*Directions*.
Convert the items, from the start through the line that contains "79], [200, 87]]" (inclusive), into a two-column CSV with the headers text and answer. Give one row per item, with each value in a single quoted field and its line breaks replaced by spaces.

--- Begin Dataset entries ---

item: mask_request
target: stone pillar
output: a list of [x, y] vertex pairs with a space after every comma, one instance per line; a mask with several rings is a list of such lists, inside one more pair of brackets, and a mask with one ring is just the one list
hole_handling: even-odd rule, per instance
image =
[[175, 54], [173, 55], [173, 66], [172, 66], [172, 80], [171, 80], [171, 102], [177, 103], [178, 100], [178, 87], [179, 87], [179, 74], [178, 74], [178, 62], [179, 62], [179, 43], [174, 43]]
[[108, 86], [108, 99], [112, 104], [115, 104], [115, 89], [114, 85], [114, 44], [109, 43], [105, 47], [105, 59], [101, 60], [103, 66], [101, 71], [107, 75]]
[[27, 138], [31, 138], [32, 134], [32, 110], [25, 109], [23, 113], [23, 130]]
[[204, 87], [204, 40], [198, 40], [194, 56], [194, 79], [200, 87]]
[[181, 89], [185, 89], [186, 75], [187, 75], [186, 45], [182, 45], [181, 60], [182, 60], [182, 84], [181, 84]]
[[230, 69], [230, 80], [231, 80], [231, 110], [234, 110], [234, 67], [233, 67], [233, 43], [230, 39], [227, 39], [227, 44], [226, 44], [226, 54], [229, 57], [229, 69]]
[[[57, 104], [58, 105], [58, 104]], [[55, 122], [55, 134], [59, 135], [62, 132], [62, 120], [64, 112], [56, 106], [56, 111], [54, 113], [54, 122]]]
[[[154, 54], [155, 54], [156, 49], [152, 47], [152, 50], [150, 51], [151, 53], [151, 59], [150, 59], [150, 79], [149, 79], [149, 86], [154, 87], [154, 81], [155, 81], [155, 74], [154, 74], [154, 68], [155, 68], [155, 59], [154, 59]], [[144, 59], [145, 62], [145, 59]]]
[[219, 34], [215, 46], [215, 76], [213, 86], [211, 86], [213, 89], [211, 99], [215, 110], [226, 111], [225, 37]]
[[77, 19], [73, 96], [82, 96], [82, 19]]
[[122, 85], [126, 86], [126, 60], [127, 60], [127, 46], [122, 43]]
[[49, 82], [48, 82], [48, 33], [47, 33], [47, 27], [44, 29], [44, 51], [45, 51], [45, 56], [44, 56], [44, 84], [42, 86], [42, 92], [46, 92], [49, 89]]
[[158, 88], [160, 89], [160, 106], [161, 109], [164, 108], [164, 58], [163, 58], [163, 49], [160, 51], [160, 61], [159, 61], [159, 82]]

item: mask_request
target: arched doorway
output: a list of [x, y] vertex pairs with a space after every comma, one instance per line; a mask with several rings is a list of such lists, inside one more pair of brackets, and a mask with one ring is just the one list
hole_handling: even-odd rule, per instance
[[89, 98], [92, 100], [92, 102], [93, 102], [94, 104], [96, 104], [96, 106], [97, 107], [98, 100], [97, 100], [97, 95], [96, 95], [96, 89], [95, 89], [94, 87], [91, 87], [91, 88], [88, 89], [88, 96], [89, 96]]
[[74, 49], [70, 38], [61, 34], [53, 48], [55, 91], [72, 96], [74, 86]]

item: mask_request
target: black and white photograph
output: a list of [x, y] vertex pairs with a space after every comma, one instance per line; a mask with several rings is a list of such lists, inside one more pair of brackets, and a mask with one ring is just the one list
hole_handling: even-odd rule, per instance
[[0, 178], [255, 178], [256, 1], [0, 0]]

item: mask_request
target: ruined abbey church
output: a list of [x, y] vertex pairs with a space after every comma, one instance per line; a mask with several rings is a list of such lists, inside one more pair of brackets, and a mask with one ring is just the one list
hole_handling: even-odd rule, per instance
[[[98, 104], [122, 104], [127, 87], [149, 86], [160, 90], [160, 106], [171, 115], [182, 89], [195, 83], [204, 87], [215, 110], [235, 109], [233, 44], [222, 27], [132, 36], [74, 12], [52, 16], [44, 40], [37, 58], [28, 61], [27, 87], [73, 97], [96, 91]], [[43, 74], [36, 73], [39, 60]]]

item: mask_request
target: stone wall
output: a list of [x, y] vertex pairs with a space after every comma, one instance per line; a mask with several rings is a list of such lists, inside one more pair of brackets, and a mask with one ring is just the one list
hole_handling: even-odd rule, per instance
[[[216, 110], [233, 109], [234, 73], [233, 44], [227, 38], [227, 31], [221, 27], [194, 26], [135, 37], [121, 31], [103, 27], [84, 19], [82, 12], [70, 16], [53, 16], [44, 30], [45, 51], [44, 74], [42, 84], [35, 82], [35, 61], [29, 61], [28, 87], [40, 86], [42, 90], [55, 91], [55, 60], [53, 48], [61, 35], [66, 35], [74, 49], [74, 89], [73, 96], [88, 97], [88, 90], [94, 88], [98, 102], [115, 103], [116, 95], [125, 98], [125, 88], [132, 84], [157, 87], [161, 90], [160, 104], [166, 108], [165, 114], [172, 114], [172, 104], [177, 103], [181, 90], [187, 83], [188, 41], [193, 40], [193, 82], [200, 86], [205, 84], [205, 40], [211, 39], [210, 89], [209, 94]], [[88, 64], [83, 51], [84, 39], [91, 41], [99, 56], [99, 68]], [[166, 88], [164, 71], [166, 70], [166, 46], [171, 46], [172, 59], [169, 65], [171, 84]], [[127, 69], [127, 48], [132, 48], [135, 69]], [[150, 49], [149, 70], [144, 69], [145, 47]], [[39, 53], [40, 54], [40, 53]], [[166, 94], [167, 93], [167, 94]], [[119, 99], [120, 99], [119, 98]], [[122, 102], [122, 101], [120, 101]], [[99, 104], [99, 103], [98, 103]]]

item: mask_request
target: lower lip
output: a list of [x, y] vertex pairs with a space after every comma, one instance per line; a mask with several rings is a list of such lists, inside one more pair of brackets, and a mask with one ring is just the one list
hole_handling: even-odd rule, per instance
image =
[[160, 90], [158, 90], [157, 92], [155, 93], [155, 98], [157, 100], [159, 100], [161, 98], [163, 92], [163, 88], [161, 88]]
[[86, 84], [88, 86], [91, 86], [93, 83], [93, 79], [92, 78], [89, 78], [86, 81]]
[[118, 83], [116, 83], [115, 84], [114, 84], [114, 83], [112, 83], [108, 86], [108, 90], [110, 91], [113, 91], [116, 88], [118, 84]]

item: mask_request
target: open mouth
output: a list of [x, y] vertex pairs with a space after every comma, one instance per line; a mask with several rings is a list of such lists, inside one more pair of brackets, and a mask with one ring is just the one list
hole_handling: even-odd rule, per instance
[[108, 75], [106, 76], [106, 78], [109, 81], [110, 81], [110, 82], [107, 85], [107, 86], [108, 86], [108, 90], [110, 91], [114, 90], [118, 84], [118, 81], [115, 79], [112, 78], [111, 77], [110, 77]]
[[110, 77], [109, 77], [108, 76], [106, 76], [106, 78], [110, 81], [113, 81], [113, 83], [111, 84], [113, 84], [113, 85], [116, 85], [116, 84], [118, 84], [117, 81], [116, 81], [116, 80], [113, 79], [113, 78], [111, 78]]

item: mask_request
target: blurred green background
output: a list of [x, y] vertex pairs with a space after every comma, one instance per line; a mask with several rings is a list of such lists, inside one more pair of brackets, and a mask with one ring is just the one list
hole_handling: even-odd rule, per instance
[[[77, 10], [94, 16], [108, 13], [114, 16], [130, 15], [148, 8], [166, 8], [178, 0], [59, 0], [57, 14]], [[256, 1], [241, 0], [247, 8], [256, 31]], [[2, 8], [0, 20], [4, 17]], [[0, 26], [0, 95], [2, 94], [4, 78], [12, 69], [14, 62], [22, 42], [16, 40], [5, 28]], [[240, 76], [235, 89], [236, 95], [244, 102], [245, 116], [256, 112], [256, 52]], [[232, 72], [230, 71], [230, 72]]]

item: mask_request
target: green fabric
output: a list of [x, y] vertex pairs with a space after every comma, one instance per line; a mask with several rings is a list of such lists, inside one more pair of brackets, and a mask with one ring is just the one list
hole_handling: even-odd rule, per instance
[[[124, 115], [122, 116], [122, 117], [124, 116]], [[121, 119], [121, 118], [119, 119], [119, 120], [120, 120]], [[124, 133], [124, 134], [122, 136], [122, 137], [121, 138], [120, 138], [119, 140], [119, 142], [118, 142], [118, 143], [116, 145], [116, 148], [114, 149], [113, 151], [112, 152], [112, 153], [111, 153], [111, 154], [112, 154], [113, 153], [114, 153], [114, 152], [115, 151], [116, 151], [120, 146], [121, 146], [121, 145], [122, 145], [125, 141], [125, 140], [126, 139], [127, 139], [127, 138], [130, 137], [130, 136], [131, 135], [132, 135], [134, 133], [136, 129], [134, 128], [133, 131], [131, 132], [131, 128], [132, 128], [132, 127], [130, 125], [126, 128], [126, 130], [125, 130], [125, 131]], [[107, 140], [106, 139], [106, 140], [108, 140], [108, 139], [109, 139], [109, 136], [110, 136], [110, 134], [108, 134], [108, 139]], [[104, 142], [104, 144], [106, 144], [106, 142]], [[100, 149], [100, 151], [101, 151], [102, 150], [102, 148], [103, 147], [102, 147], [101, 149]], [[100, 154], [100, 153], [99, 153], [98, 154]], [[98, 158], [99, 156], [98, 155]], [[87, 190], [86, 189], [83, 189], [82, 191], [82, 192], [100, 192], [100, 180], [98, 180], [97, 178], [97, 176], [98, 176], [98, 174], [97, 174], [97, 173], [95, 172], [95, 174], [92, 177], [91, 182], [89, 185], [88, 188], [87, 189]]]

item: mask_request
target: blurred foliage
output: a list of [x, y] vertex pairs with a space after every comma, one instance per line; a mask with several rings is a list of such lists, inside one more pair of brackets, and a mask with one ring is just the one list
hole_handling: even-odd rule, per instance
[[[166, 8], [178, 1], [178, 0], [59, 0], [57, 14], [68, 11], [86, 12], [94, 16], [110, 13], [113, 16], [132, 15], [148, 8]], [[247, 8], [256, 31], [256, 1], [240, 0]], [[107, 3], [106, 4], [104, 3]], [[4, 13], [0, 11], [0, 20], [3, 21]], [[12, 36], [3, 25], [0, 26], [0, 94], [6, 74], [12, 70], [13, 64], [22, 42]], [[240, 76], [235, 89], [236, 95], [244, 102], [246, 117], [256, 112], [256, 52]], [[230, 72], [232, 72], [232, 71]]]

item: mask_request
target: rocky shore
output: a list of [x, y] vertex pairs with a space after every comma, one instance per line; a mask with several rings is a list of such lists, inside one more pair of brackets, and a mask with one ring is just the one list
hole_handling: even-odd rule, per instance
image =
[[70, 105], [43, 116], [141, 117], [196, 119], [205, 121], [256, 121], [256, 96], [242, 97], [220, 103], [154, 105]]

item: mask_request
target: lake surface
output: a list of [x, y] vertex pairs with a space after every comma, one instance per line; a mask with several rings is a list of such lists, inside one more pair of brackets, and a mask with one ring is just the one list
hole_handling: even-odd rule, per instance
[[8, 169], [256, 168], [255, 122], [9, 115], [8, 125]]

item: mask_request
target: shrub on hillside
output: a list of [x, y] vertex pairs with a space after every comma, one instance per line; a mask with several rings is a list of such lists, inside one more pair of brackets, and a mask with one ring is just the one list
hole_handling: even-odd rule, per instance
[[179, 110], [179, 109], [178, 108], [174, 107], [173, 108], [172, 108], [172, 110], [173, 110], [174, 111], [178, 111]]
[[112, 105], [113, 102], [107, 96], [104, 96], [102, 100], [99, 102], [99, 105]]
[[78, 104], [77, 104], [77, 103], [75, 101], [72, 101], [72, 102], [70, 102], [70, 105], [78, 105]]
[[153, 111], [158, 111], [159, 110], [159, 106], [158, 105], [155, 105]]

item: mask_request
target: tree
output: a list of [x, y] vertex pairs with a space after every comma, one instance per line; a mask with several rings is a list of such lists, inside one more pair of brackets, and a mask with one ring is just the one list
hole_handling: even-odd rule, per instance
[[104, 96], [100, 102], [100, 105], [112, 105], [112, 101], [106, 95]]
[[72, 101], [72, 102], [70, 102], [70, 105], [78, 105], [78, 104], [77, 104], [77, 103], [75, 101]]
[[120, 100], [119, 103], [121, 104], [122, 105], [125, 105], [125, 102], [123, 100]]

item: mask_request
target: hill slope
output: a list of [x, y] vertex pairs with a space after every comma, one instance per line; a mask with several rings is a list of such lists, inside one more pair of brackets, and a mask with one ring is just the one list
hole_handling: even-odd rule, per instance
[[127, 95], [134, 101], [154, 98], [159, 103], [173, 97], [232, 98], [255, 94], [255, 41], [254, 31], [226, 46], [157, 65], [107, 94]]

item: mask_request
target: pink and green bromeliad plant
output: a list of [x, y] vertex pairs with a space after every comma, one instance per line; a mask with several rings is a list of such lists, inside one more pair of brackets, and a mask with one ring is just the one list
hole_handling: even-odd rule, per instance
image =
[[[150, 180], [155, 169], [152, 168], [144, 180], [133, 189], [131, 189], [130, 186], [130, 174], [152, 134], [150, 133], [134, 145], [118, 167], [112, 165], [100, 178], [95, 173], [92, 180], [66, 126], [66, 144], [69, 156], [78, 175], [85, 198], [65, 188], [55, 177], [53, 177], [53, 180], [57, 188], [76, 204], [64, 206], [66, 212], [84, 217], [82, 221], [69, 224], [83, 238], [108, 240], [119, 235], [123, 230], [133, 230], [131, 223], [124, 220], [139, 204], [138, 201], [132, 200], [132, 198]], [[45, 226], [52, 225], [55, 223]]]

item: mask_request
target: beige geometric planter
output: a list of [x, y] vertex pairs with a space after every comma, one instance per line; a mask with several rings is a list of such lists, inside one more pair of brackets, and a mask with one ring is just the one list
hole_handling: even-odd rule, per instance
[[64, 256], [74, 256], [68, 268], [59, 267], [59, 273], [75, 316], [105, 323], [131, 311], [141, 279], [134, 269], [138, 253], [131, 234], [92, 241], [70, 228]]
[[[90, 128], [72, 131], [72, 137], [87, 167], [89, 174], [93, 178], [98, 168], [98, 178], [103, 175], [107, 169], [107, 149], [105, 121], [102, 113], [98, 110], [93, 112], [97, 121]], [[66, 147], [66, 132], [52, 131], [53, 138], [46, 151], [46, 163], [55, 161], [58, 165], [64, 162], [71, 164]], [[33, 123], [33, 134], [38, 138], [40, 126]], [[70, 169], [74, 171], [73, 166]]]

--- End Dataset entries ---

*Result of this exercise*.
text,answer
"item: mask_request target: stone pillar output: a list of [x, y] vertex pairs with a space after every comma, one instance per line; a mask with several rings is a list of such lists, inside one more pair of brackets, and a mask with one ring is just the one list hole_handling: even-odd rule, per instance image =","[[175, 54], [173, 55], [173, 66], [172, 66], [172, 80], [171, 80], [171, 102], [177, 103], [178, 100], [178, 87], [179, 87], [179, 74], [178, 74], [178, 62], [179, 62], [179, 43], [174, 43]] [[108, 86], [108, 99], [112, 104], [115, 104], [115, 89], [114, 85], [114, 44], [109, 43], [105, 47], [105, 59], [101, 60], [103, 66], [101, 71], [107, 75]] [[27, 138], [31, 138], [32, 134], [32, 110], [25, 109], [23, 113], [23, 130]] [[204, 87], [204, 40], [198, 40], [194, 56], [194, 79], [200, 87]]"